Exercise instructions: Could you write out the records below exactly as they appear?

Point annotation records
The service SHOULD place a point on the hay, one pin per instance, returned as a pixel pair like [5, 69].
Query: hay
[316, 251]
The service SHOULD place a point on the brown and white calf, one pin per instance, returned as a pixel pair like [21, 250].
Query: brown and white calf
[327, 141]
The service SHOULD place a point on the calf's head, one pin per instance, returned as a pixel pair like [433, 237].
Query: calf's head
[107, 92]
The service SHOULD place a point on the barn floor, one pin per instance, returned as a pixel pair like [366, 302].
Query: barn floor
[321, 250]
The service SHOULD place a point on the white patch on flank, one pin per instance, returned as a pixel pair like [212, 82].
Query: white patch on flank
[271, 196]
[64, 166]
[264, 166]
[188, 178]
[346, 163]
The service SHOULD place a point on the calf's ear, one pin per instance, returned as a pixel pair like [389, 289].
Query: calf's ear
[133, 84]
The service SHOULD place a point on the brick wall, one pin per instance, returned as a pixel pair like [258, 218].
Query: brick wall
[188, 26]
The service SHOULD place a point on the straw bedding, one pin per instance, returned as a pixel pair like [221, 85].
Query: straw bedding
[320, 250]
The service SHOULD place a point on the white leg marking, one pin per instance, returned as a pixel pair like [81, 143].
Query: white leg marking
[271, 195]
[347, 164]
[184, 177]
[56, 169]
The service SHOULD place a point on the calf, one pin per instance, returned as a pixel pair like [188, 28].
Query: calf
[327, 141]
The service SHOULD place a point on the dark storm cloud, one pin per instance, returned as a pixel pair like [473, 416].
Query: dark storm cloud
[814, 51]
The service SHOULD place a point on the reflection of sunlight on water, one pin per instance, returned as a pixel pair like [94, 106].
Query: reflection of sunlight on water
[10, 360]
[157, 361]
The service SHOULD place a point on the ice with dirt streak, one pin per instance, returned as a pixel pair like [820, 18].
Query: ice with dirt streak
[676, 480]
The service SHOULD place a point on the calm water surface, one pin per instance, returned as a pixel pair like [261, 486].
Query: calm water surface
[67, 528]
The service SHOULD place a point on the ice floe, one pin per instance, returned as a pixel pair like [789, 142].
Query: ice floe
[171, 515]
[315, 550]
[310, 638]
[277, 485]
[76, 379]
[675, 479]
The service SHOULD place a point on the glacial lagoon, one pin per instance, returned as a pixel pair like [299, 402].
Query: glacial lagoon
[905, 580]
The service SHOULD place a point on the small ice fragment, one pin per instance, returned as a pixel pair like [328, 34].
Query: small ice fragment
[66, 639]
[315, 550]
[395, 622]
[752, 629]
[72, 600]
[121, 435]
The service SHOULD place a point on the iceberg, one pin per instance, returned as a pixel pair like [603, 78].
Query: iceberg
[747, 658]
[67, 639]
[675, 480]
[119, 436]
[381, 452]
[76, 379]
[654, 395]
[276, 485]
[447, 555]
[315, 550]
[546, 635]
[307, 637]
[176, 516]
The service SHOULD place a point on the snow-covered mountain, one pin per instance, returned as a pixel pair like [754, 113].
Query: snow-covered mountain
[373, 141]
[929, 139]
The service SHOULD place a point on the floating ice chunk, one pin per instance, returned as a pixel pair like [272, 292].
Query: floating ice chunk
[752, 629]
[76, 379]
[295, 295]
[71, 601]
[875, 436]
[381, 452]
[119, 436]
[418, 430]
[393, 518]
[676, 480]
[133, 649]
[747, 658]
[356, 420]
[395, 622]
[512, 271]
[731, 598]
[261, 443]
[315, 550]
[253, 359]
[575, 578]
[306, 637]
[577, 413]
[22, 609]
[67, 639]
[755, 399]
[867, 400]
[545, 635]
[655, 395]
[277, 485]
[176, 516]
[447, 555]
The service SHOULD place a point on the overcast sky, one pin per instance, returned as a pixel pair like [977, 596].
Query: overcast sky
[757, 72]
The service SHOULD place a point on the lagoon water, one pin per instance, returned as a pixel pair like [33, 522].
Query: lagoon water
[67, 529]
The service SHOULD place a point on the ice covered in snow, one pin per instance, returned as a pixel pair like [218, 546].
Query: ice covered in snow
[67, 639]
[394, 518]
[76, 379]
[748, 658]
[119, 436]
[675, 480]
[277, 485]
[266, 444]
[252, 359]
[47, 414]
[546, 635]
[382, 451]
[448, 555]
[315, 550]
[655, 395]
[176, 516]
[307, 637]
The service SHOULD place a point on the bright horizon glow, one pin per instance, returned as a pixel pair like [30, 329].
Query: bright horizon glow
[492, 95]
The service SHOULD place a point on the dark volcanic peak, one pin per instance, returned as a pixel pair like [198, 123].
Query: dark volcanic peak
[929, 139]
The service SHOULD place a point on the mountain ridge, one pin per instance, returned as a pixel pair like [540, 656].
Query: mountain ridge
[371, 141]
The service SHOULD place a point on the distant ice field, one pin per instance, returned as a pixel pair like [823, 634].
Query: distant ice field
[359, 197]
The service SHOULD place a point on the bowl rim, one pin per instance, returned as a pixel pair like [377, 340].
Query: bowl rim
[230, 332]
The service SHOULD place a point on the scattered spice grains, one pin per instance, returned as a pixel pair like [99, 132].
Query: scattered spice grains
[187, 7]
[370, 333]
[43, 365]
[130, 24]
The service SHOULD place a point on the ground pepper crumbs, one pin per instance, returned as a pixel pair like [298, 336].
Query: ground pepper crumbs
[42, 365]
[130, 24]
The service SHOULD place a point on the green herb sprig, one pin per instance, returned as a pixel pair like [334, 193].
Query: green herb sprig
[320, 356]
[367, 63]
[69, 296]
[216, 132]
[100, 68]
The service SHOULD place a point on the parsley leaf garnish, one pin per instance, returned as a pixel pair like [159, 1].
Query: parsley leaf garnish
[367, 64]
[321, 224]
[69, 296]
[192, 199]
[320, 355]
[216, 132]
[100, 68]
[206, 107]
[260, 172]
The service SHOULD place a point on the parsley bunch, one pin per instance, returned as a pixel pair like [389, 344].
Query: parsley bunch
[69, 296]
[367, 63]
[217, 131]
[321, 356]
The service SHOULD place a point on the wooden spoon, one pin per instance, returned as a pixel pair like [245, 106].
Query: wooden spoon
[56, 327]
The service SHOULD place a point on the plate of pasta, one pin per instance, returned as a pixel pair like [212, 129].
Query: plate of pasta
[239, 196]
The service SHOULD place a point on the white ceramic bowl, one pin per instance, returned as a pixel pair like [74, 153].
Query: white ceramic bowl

The response:
The service SHOULD place a point on the hay, one pin per instance, returned as a pixel pair like [5, 69].
Query: hay
[316, 251]
The service SHOULD place a point on the brown and white calf, one pin per instance, returned as a pixel pair like [21, 250].
Query: brown and white calf
[327, 141]
The service SHOULD place a point on the calf's head, one pin per instance, returned as a pixel pair like [433, 237].
Query: calf's head
[107, 92]
The service SHOULD place a point on the barn floor, one pin per instance, returned as a pixel pair like [366, 302].
Query: barn floor
[321, 250]
The service SHOULD place a point on the white patch on flank, one pin per instance, returned as a pixel pair like [212, 82].
Query: white patch on flank
[271, 196]
[64, 166]
[264, 166]
[188, 178]
[346, 163]
The service SHOULD place a point on the calf's ear, one pin per instance, returned as a pixel pair like [389, 289].
Query: calf's ear
[133, 84]
The service SHOULD place a point on the brick wall, one pin per instance, returned as a pixel pair like [258, 218].
Query: brick wall
[188, 26]
The service SHOULD place a point on the straw bedding, one pin per instance, returned as a pixel pair like [221, 85].
Query: straw bedding
[320, 250]
The service SHOULD place a point on the white leg marking, one pin per instance, returned as a pixel pair like [81, 143].
Query: white leg marking
[271, 195]
[347, 164]
[184, 177]
[56, 169]
The service SHOULD place a point on the calf, one pin per instance, returned as a pixel pair like [188, 28].
Query: calf
[327, 141]
The service SHOULD place a point on the dark storm cloud, one pin per instance, returned as a pixel pair like [473, 416].
Query: dark storm cloud
[814, 51]
The service SHOULD place a point on the reflection of sunlight on water, one pin per instance, returned as a pixel pair like [94, 106].
Query: reflection of sunlight on water
[10, 360]
[157, 361]
The service SHOULD place a point on the ice with dirt streak, one pin per instance, returned as a pixel pair like [820, 18].
Query: ice with dirt streak
[676, 480]
The service SHOULD place a point on the calm water surface, one pin per instance, returned as a pixel pair like [261, 486].
Query: calm water surface
[67, 528]
The service SHOULD place a point on the ice floe, one pin per instance, returned as a pixel pair like [789, 142].
Query: ice floe
[171, 515]
[315, 550]
[310, 638]
[277, 485]
[76, 379]
[675, 479]
The service SHOULD place a point on the glacial lagoon, one pin per instance, returned as a pixel pair like [299, 402].
Query: glacial lagoon
[905, 580]
The service SHOULD place a point on the small ice fragment, one pin per instance, returned as a pixel pair like [328, 34].
Query: small ice fragment
[66, 639]
[315, 550]
[395, 622]
[752, 629]
[72, 600]
[121, 435]
The service SHOULD place a point on the iceberg, one pin per instance, returned as a pixel pair like [603, 78].
Query: iceberg
[747, 658]
[67, 639]
[675, 480]
[119, 436]
[381, 452]
[76, 379]
[654, 395]
[276, 485]
[447, 555]
[315, 550]
[546, 635]
[307, 637]
[176, 516]
The service SHOULD place a point on the snow-covered mountain, one pin per instance, returned as a pixel pair like [754, 113].
Query: snow-covered mountain
[373, 141]
[929, 139]
The service SHOULD place a point on the floating ice chunk, one pin per instance, returned as a pixel pair like [272, 292].
Query: floating ice chunk
[752, 629]
[76, 379]
[295, 295]
[71, 601]
[875, 436]
[381, 452]
[119, 436]
[418, 430]
[393, 518]
[676, 480]
[133, 649]
[747, 658]
[356, 420]
[395, 622]
[512, 271]
[731, 598]
[261, 443]
[315, 550]
[253, 359]
[575, 578]
[306, 637]
[577, 413]
[22, 609]
[67, 639]
[755, 399]
[867, 400]
[545, 635]
[655, 395]
[277, 485]
[176, 516]
[447, 555]
The service SHOULD place a point on the overcast sky, one pin per instance, returned as a pixel pair like [977, 596].
Query: overcast sky
[757, 72]
The service SHOULD place a point on the lagoon water, one pin per instance, returned as a pixel pair like [33, 522].
Query: lagoon water
[67, 529]
The service SHOULD place a point on the ice covered in snow, one pin per instance, returned as a pixel pair like [218, 546].
Query: ice covered in snow
[67, 639]
[394, 518]
[76, 379]
[748, 658]
[119, 436]
[675, 480]
[277, 485]
[266, 444]
[252, 359]
[47, 414]
[546, 635]
[382, 451]
[448, 555]
[315, 550]
[655, 395]
[176, 516]
[307, 637]
The service SHOULD place a point on the bright horizon glow, one pin per instance, returned as a pixel pair like [30, 329].
Query: bright horizon glow
[492, 95]
The service SHOULD place a point on the dark volcanic peak, one pin per instance, returned as a pixel pair like [198, 123].
Query: dark volcanic peak
[929, 139]
The service SHOULD place a point on the mountain ridge, one pin per instance, returned as a pixel pair like [540, 656].
Query: mountain ridge
[371, 141]
The service SHOULD place a point on the distant ice field, one pin per instance, returned as a pixel pair like [823, 634].
Query: distant ice field
[359, 197]
The service SHOULD place a point on the bowl rim, one pin per instance, returned as a pixel pair like [377, 340].
Query: bowl rim
[230, 332]
The service SHOULD place a point on the scattered spice grains, one pin per instance, returned as a pixel pair like [99, 132].
Query: scattered spice grains
[187, 7]
[370, 333]
[43, 365]
[130, 24]
The service SHOULD place a point on the ground pepper crumbs, one pin per instance, returned as a pixel pair like [298, 336].
Query: ground pepper crumbs
[42, 365]
[130, 24]
The service SHOULD place a point on the green herb sprig, one pin per instance, returned as a pixel pair like [334, 193].
Query: green herb sprig
[320, 356]
[367, 63]
[69, 296]
[216, 132]
[100, 68]
The service SHOULD place a point on the parsley leaf garnish, one pin per instance, returned as a pixel pair like [159, 1].
Query: parsley leaf garnish
[367, 64]
[321, 224]
[69, 296]
[192, 199]
[320, 355]
[216, 132]
[100, 68]
[206, 107]
[260, 172]
The service SHOULD place a point on the parsley bunch, one pin per instance, returned as a pixel pair like [389, 344].
Query: parsley bunch
[69, 296]
[367, 63]
[217, 131]
[321, 356]
The service SHOULD place a point on the wooden spoon, one pin per instance, returned as a pixel pair like [245, 106].
Query: wooden spoon
[56, 327]
The service SHOULD place a point on the plate of pasta, one pin per instance, returned as a pixel pair like [212, 129].
Query: plate of pasta
[239, 196]
The service SHOULD place a point on the white ceramic bowl, one pin per instance, returned as a pixel pair like [74, 153].
Query: white ceramic bowl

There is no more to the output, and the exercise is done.